__Consignes de travail__:
A. D'après le texte sur Makatea, qu'est-ce qui explique que cet atoll soit surélevé au-dessus de l'océan ? Répondez en une à trois phrases.
B. Recopiez fidèlement le passage du texte sur Makatea qui commence aux mots « 100 m au-dessus » et s'arrête après « de l'histoire polynésienne. ».
C. Quelle superficie le texte sur Makatea attribue-t-il à l'île ?

__Extrait choisi__:
☆ ☆ ☆
100 m au-dessus de
l’océan Pacifique
Makatea est une île des Tuamotu à la
formation géologique unique, au destin industriel exceptionnel et possédant le
seul train de l'histoire polynésienne.
Cette
île étonnante bouleverse toutes les images d’Epinal que l’on peut avoir en tête
à propos de la
Polynésie française.
Makatea, l'inaccessible atoll…
Imaginez
un atoll qui s’élèverait jusqu’à 100 mètres au-dessus de l’océan Pacifique,
posé comme un nid sur d’infranchissables falaises… Imaginez des installations
minières d’un autre temps, intactes mais totalement désertées, musée grandeur
nature à la gloire de l’ère industrielle… Imaginez une voie de chemin de fer de
7 km de long posée sur cette île minuscule des Tuamotu…
Quelques images et de la musique de Makatea
Si
vous arrivez à imaginer cela, alors vous commencez à avoir une petite idée de
ce qu’est l’île de Makatea, archipel
des Tuamotu, Polynésie française…
Makatea,
une anomalie géographique
D’origine
polynésienne, le mot "makatea" désigne un type d'atoll surélevé
comportant en son centre les restes de l'ancienne île volcanique.
A
l’origine donc, Makatea est un atoll comme les autres. C’est la naissance du
volcan qui donna l’île de Tahiti qui est à l’origine du soulèvement de l’atoll
de Makatea. Ensuite, l’érosion naturelle a fait le reste.
Partie
intégrante de l’archipel des Tuamotu, Makatea est la seule île de Polynésie
française de ce type géologique.
D’une
superficie de 24 km², elle mesure 7,5 km du Nord au Sud et 7 km dans sa plus
grande largeur, la partie sud de l’île.
Une carte qui en dit long sur une île pas comme les
autres
La
nature particulière du socle corallien exposé à l’air libre entraine un certain
nombre de particularismes géologiques.
Tout
d’abord d’infranchissables falaises, uniques dans toute la Polynésie, dont la
hauteur varie entre 60 et 100 mètres de haut tout de même. La côte n’offre
aucune baie, aucune plage qui permette de s’approcher en bateau et donc, à
fortiori, d’accoster.
Ce qu'il reste du port de Temao aujourd'hui
Au
centre de l’île, une vaste plaine située à 80 mètres d’altitude. Une seule
plage sur la côte Est accueille le seul village de l’île : Moumu. Dans la
partie Nord du plateau, le village minier de Vaitepaua totalement abandonné. Et
pour finir, sur la côte Ouest, au pied de la falaise, juste en face de la seule
passe qui permette d’approcher de l’île : le petit port de Temao où l’on peut
encore voir les restes de la digue de chargement destinée au transbordement du
phosphate.
☆ ☆ ☆
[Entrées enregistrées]
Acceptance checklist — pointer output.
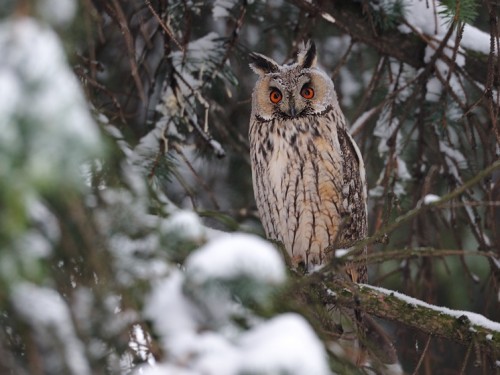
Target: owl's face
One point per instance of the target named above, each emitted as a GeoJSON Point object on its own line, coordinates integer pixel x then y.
{"type": "Point", "coordinates": [290, 91]}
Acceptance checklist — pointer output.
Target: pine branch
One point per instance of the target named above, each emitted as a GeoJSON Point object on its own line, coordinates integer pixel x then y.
☆ ☆ ☆
__Solutions ci-dessous__:
A. À l'origine, Makatea était un atoll comme les autres. La naissance du volcan qui a donné l'île de Tahiti a provoqué son soulèvement, puis l'érosion naturelle a fait le reste.

B.
100 m au-dessus de
l’océan Pacifique
Makatea est une île des Tuamotu à la
formation géologique unique, au destin industriel exceptionnel et possédant le
seul train de l'histoire polynésienne.

C. 24 km²